Scikit-learn: DecisionTreeClassifier unknown label type: 'continuous-multioutput'

Created on 31 Oct 2016 · 18Comments · Source: scikit-learn/scikit-learn

Description

DecisionTreeClassifier crashes with unknown label type: 'continuous-multioutput'. I've tried loading csv file using csv.reader, pandas.read_csv and some other stuff like parsing line-by-line.

Steps/Code to Reproduce

from sklearn import tree
feature_df = pd.read_csv(os.path.join(_PATH, 'features.txt'))
target_df = pd.read_csv(os.path.join(_PATH, 'target.txt'))
feature_df = feature_df._get_numeric_data()
target_df = target_df._get_numeric_data()
feature_df = feature_df.fillna(0)
target_df = target_df.fillna(0)
clf = tree.DecisionTreeClassifier()
clf_o = clf.fit(feature_df, target_df)

features.txt
target.txt

Expected Results

Error thrown informs user what REALLY is wrong, that f.e. his data set does not folllow assumptions (and what are those)

Actual Results

Traceback (most recent call last):
  File "D:\Piotr\Documents\uni\bap\BAPFingerprintLocalisation\main.py", line 19,
 in <module>
    decision_tree.treeClassification()

Entries shown:
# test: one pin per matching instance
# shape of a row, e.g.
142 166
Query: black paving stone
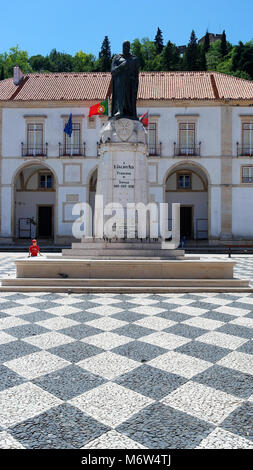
63 427
9 378
16 349
75 352
240 421
150 381
139 351
226 380
69 382
204 351
162 427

Directives:
A – Can you turn every line of the records into a numbered list, dropping any blank lines and leaving out the pictures?
B – Could you carry on the scikit-learn issue report from the point where it stops?
The scikit-learn issue report and the records come from two separate sources.

Response list:
A –
1. # test: one pin per matching instance
2. # shape of a row, e.g.
3. 142 166
4. Query: black paving stone
5. 63 427
6. 9 378
7. 16 349
8. 75 352
9. 240 421
10. 150 381
11. 139 351
12. 226 380
13. 69 382
14. 204 351
15. 162 427

B –
  File "D:\Piotr\Documents\uni\bap\BAPFingerprintLocalisation\code\decision_tree
.py", line 56, in treeClassification
    clf_o = clf.fit(feature_df, target_df)
  File "C:\Python35\lib\site-packages\sklearn\tree\tree.py", line 182, in fit
    check_classification_targets(y)
  File "C:\Python35\lib\site-packages\sklearn\utils\multiclass.py", line 172, in
 check_classification_targets
    raise ValueError("Unknown label type: %r" % y_type)
ValueError: Unknown label type: 'continuous-multioutput'

Versions

Windows-10-10.0.14393-SP0
Python 3.5.1 (v3.5.1:37a07cee5969, Dec  6 2015, 01:54:25) [MSC v.1900 64 bit (AMD64)]
NumPy 1.11.0
SciPy 0.17.1
Scikit-Learn 0.18

Update:

I've changed number of target variables to one, just to simplify things

clf_o = clf.fit(feature_df, target_df.ix[:,1])

Output: Unknown label type: 'continuous'

Source

KamodaP

👍1

Most helpful comment

You should be using DecisionTreeRegressor

jnothman on 31 Oct 2016

👍11 🎉1

All 18 comments

You should be using DecisionTreeRegressor

jnothman on 31 Oct 2016

👍11 🎉1

Again, documentation lacks information on how many classes can classification handle. I can see that my dataset has waaaay too many classes, but your error message mentioned something like 'labels' which was confusing enough to forget how the dataset actually look like and meddle with methods of passing datasets.
I've updated the issue and ask you to reopen it.

KamodaP on 1 Nov 2016

Classification targets should be represented as integers or as strings. You can ask Pandas to read the target data in as a string and you'll be fine.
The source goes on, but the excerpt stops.